→ Exercises to complete
#1 Rewrite the stretch of the hospice diary entry from "Mum has said" through "whole process helps.", putting "nurses" in place of "counsellors".
#2 Carry on the hospice diary entry about the writer's mother, picking up right after its last sentence.

13 June 2012

Approaching the end



Mum has said sentences to me over the past day or so, since I arrived back, which I pretend not to hear. I do hear them, and I think I know what she would like to say, but I'm just unsure what to respond.

"There isn't much time..." 時間不多了
"I am leaving soon..."

What do I say to that? I tell her not to think too much, not to be afraid. I reassure her by stroking her arm, holding her hand, playing with her face, or by lying at her feet. "I'll be here all the time... We're all here with you. Don't think or worry too much..."

I think this is how you assure someone. I need to ask the counsellors and volunteers who are walking around the hospice ward. But I believe telling the patient who knows her days are numbered that you will be there throughout the whole process helps.

I see mum blink a lot. I see her sort of move her mouth and tongue in a 'chewing' motion. Sometimes I see her face, her thin, bony face, tense up as if she is holding back tears and stopping herself from crying. There are dark shadows around her eyes, and due to the thinness of her face, the eye sockets seem especially prominent.

→ Study material
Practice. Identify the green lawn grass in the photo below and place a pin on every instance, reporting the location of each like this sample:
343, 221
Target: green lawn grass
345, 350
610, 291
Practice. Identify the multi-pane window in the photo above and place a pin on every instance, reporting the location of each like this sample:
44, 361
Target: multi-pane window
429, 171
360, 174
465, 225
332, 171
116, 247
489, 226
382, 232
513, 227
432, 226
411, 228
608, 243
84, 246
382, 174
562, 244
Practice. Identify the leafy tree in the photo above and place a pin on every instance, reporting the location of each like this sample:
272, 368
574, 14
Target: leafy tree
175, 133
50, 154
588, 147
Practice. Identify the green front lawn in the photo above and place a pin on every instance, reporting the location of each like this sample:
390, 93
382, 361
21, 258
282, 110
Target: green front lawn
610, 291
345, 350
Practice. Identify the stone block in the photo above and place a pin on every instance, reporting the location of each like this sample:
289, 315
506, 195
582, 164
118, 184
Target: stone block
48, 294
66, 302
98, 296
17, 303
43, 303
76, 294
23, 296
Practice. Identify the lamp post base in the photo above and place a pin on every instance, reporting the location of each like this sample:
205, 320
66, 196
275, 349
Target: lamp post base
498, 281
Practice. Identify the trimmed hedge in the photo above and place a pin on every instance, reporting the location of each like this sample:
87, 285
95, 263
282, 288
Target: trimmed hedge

→ Solved tasks
#1
Mum has said sentences to me over the past day or so, since I arrived back, which I pretend not to hear. I do hear them, and I think I know what she would like to say, but I'm just unsure what to respond.

"There isn't much time..." 時間不多了
"I am leaving soon..."

What do I say to that? I tell her not to think too much, not to be afraid. I reassure her by stroking her arm, holding her hand, playing with her face, or by lying at her feet. "I'll be here all the time... We're all here with you. Don't think or worry too much..."

I think this is how you assure someone. I need to ask the nurses and volunteers who are walking around the hospice ward. But I believe telling the patient who knows her days are numbered that you will be there throughout the whole process helps.

#2
I smile at mum a lot, and sometimes nothing but smiles are exchanged. I'm not sure what she is thinking, and when I ask her, she casually says "Nothing much..." I know what I am thinking when I look at her...

How beautiful mum is, how lucky I am that she is my mother! Silently I wish her peace, silently I hope and wish and pray that she is not in too much discomfort... Silently, I hope that all this will not take too long, and that she can "go" quietly, gracefully and in the dignified way that, as one friend put it, is deceiving of a "Grande Dame".